++++ QUOTED TEXT
Dual Modelling of Permutation and Injection Problems
B. Hnich, B. M. Smith, T. Walsh

TL;DR
This paper investigates primal, dual, and combined modeling approaches for permutation and injection problems, demonstrating that multiple viewpoints with channelling constraints can improve problem-solving effectiveness through extensive theoretical and empirical analysis.
Contribution
It provides a comprehensive comparison of primal, dual, and combined models for permutation and injection problems, highlighting the benefits of multi-viewpoint modeling with channelling constraints.
Findings
Multiple viewpoints often outperform single-view models.
Channelling constraints help maintain consistency and improve solving efficiency.
The methodology aids in selecting effective constraint models.
++++++++
> _GIVEN PROBLEM A_: Edit the part of the paper summary that opens with the words containing "Dual Modelling of" and closes with "outperform single-view models.", giving it again with "direct" in place of "primal".
The paper summary and the records are separate, unrelated material.
++++ DATA LINES
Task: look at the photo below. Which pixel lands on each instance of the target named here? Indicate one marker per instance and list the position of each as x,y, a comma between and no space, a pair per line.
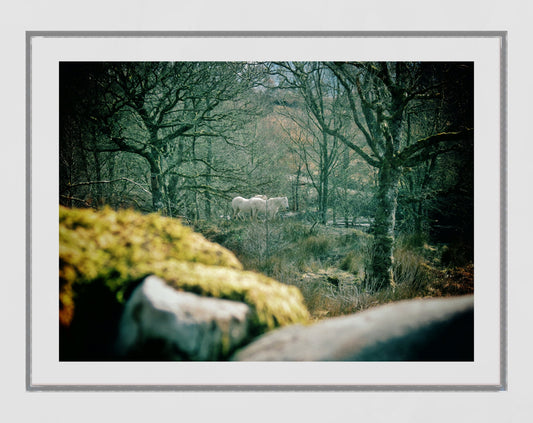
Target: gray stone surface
161,323
415,330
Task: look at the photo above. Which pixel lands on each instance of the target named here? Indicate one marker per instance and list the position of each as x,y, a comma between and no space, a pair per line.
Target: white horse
241,204
270,207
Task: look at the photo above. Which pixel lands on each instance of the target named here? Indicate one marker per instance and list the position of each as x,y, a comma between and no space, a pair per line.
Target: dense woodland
386,144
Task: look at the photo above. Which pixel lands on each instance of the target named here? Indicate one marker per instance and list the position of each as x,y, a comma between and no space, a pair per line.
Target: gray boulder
161,323
414,330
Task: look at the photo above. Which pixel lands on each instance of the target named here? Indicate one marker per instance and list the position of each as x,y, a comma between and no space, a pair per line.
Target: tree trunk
379,274
157,184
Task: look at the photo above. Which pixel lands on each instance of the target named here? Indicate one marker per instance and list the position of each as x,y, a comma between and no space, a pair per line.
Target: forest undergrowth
328,263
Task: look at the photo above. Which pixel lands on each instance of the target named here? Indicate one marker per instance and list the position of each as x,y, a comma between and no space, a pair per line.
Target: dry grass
++++++++
> _GIVEN PROBLEM B_: Pick out every line of the records that holds the word "gray", treating case as significant, and copy each such line.

> _PROBLEM SOLUTION A_:
Dual Modelling of Permutation and Injection Problems
B. Hnich, B. M. Smith, T. Walsh

TL;DR
This paper investigates direct, dual, and combined modeling approaches for permutation and injection problems, demonstrating that multiple viewpoints with channelling constraints can improve problem-solving effectiveness through extensive theoretical and empirical analysis.
Contribution
It provides a comprehensive comparison of direct, dual, and combined models for permutation and injection problems, highlighting the benefits of multi-viewpoint modeling with channelling constraints.
Findings
Multiple viewpoints often outperform single-view models.

> _PROBLEM SOLUTION B_:
Target: gray stone surface
Target: gray boulder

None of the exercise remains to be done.